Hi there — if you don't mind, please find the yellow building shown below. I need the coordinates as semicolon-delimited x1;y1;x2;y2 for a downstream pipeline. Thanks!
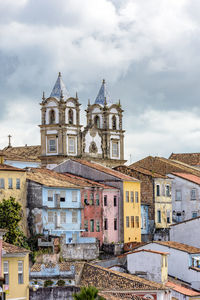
1;241;29;300
0;164;27;234
154;178;172;229
123;179;141;243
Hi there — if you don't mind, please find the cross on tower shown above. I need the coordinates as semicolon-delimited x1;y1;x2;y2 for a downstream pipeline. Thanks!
8;134;12;147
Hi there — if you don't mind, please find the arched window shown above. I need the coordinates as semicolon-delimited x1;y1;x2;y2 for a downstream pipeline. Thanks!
68;108;74;124
49;109;55;124
94;116;100;128
112;116;117;130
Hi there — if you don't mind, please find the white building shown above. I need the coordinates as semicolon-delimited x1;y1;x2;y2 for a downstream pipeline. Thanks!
169;173;200;222
138;241;200;290
126;249;168;284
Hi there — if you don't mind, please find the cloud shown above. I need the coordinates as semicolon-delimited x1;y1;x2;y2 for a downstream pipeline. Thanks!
0;0;200;162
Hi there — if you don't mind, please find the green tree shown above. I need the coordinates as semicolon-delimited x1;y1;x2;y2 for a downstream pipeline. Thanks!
73;286;104;300
0;197;28;248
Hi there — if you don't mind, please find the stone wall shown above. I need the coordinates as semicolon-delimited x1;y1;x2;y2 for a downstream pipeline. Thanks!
29;286;80;300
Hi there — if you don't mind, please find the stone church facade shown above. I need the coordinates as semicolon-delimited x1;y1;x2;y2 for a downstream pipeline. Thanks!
40;73;125;168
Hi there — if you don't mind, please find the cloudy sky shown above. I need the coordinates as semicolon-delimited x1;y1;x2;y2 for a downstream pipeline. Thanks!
0;0;200;161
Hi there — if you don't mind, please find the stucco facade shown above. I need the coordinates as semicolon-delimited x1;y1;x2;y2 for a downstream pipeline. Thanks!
1;244;29;300
0;165;27;235
154;178;172;229
54;159;141;242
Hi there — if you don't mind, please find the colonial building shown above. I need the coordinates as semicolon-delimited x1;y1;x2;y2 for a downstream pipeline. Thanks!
40;73;125;168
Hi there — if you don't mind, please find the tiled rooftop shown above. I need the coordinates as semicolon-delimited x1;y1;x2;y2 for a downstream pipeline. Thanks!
169;152;200;166
27;168;80;188
79;263;165;292
154;241;200;254
3;145;41;162
166;281;200;297
114;165;167;178
62;173;117;189
132;156;200;176
72;159;139;181
0;164;25;172
172;172;200;185
2;241;30;254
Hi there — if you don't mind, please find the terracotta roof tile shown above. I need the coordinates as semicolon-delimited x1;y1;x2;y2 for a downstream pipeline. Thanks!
172;172;200;185
0;164;25;172
132;156;200;176
3;145;41;162
72;159;139;181
154;241;200;254
27;168;80;188
2;241;30;254
169;152;200;166
166;281;200;297
80;263;165;291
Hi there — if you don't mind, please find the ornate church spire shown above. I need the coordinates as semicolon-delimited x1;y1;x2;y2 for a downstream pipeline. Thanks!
50;72;70;100
95;79;113;105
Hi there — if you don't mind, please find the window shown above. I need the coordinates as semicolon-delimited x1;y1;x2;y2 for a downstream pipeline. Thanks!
48;190;53;201
103;195;107;206
8;178;13;189
90;192;94;205
135;192;139;203
167;210;171;223
96;220;100;232
126;191;129;202
60;191;65;202
126;217;129;228
72;191;77;202
0;178;5;189
48;139;56;152
104;219;108;230
112;142;119;157
49;109;55;124
156;184;160;196
175;190;182;201
94;116;100;128
112;116;117;130
3;261;9;284
191;189;196;200
68;108;74;124
16;178;20;190
113;196;117;206
131;191;134;203
114;219;117;230
84;192;89;205
18;260;24;284
96;193;99;206
157;210;161;223
131;216;134;228
84;220;88;232
90;219;94;232
68;137;75;153
165;185;171;197
60;211;66;224
72;211;78;223
135;216;140;228
192;211;197;218
48;211;53;223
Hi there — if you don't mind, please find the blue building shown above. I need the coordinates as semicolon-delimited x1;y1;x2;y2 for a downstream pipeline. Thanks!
27;168;95;244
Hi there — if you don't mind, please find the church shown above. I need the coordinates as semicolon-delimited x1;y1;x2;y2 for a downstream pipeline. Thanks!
39;73;125;169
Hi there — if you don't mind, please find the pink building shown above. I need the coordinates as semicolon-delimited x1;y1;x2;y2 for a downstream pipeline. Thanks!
103;186;120;244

┄┄┄┄┄┄┄┄┄┄

§ EXERCISE DESCRIPTION:
Begin at the line that contains "Hi there — if you don't mind, please find the window" and stop after the line that contains "84;220;88;232". Write out every line in that span again, the text lines and the coordinate lines alike. Shift each bounding-box coordinate by -94, and leave the text lines unchanged.

§ EXERCISE RESPONSE:
Hi there — if you don't mind, please find the window shown above. I need the coordinates as semicolon-delimited x1;y1;x2;y2 for a downstream pipeline. Thanks!
-46;96;-41;107
9;101;13;112
-86;84;-81;95
-4;98;0;111
41;98;45;109
73;116;77;129
2;126;6;138
32;97;35;108
-34;97;-29;108
32;123;35;134
-22;97;-17;108
-94;84;-89;95
-46;45;-38;58
10;125;14;136
18;48;25;63
-45;15;-39;30
62;90;66;102
81;96;88;107
0;22;6;34
18;22;23;36
-91;167;-85;190
97;95;102;106
-26;14;-20;30
-78;84;-74;96
19;102;23;112
37;97;40;109
20;125;23;136
-10;98;-5;111
-76;166;-70;190
2;99;5;112
63;116;67;129
37;122;40;134
-10;126;-6;138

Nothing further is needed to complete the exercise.